== Segment start ==

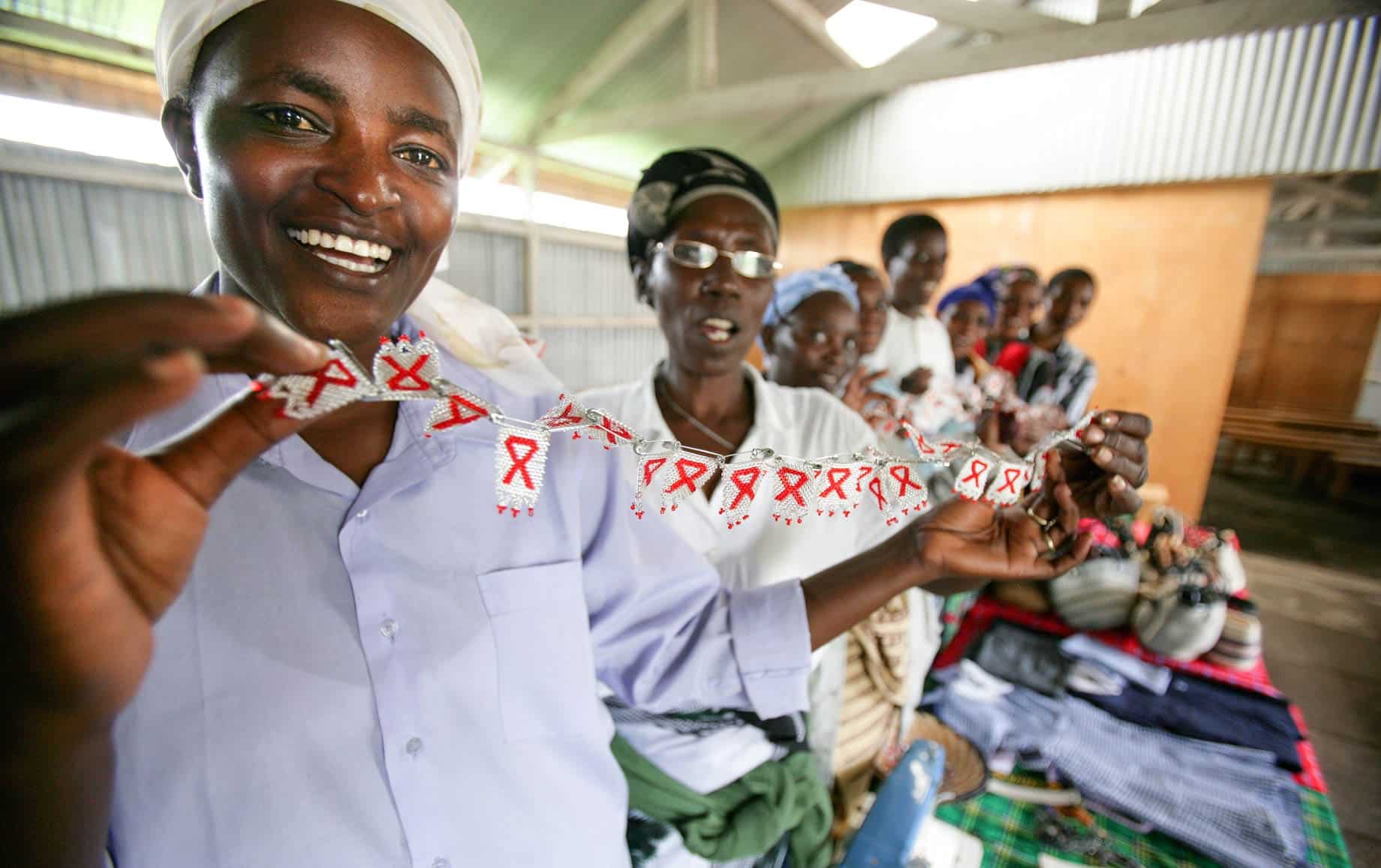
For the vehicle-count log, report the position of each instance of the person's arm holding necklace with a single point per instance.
(97, 541)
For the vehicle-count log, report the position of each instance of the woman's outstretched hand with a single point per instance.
(95, 542)
(961, 544)
(1105, 478)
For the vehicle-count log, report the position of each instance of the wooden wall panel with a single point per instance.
(1175, 266)
(1307, 341)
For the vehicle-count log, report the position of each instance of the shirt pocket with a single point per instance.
(542, 644)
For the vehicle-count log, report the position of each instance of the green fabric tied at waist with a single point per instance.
(743, 818)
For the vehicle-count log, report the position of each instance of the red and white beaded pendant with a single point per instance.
(835, 486)
(405, 370)
(519, 467)
(687, 473)
(794, 489)
(739, 489)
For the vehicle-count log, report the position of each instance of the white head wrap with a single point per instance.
(185, 24)
(475, 333)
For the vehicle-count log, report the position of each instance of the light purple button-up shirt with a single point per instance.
(397, 675)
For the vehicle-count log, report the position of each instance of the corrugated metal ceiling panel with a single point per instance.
(1292, 101)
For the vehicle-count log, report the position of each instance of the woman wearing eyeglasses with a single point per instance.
(702, 243)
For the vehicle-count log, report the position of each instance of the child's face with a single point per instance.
(919, 266)
(968, 325)
(817, 345)
(1022, 307)
(1070, 302)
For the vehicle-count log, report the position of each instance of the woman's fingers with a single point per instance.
(1118, 497)
(209, 457)
(1133, 424)
(47, 434)
(1122, 465)
(233, 333)
(1072, 557)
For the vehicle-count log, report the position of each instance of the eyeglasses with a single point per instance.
(698, 254)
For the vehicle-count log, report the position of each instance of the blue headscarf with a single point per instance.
(794, 289)
(982, 290)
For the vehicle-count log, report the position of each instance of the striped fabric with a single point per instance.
(1009, 833)
(874, 693)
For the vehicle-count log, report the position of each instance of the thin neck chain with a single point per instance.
(682, 413)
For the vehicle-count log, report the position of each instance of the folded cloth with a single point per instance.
(1024, 657)
(1206, 710)
(745, 818)
(1228, 802)
(1151, 677)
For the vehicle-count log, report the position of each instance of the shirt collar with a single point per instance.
(409, 431)
(767, 414)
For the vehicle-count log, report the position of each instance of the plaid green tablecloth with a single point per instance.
(1009, 831)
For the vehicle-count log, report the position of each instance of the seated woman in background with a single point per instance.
(817, 317)
(861, 713)
(968, 314)
(705, 263)
(1021, 302)
(874, 301)
(1070, 297)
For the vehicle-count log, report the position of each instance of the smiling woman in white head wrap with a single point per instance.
(474, 332)
(328, 649)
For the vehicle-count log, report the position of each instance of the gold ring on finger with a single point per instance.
(1042, 524)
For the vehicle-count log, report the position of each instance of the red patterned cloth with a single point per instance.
(986, 609)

== Segment end ==

Repeat every entry exactly, but leave out the pictures.

For the vehicle-count log, report the position of each instance of the person's arm holding necklace with a single point per instance.
(97, 541)
For the vehicle-count log, report the position of each instance of the woman's outstretched hand with a single point per instance.
(95, 542)
(961, 544)
(1105, 478)
For the vehicle-count log, report the position of each instance of the wooden wall panel with a single point per instance.
(1175, 266)
(1307, 341)
For the vehicle-count log, report the position of each instance of the shirt pocket with a single point per instance.
(542, 644)
For the vehicle-count log, report the position of each instance of the green fabric tied at waist with a single point per instance.
(743, 818)
For the vehicle-count log, report the position of each instance of the red and white beaded pendant with a single point per instance.
(835, 486)
(405, 370)
(519, 467)
(687, 473)
(794, 489)
(739, 489)
For the vehicle-count log, report the position of each instance of the white head wrap with a single point per instance.
(185, 24)
(475, 333)
For the vehicle-count log, report the position of each instance of the light purple button-up shirt with a single point per instance.
(397, 675)
For the vehicle-count log, report the position of each instance of the corrugated metal ceiling panel with a single point per instance.
(1292, 101)
For the vehicle-count log, report the position of each instance of the woman wearing eyeglasses with a single point per instance.
(702, 243)
For the vehicle-count log, report the position of each instance of the child's face with a single point per instance.
(919, 266)
(968, 325)
(817, 345)
(1022, 307)
(1070, 302)
For the vehicle-count log, report the position of each instance of the woman's fingers with a single point per instance.
(1118, 497)
(209, 457)
(1133, 424)
(47, 434)
(1122, 465)
(233, 333)
(1072, 557)
For the vehicle-count log, report the position of each instance of the eyeglasses with a single point per instance.
(698, 254)
For the vehicle-count log, report the position of each instance of the blue headscarf with a single point per instance.
(794, 289)
(982, 290)
For the vehicle-count log, report the position of each instance of the striped fabric with a single point per instance.
(1009, 833)
(874, 693)
For the vehicle-count log, report the position of each instance of the thin neck chain with a single point per instance.
(682, 413)
For the vehicle-count log, report the position of each instance of the folded cloth with a single point per instance.
(1024, 657)
(1206, 710)
(745, 818)
(1228, 802)
(1151, 677)
For the vehicle-count log, report the position of each instance of the shirt collar with a single point per instance.
(409, 431)
(767, 414)
For the vehicle-count log, report the position of each instance of the plaid green tablecloth with a single point per instance.
(1009, 831)
For the vehicle-count log, report the position of each instance of the seated woman in background with a single point per instance.
(817, 317)
(861, 713)
(968, 314)
(705, 263)
(1021, 302)
(874, 301)
(1070, 297)
For the vehicle-count log, report the position of each instance of the smiling woman in white head wrap with a single point per instance.
(474, 332)
(328, 649)
For the vehicle-count log, report the position of each instance of the gold ring on finger with a single point per instance.
(1042, 524)
For the vehicle-count log, report the position of each instance of the red patterned cloth with a single point per instance.
(986, 609)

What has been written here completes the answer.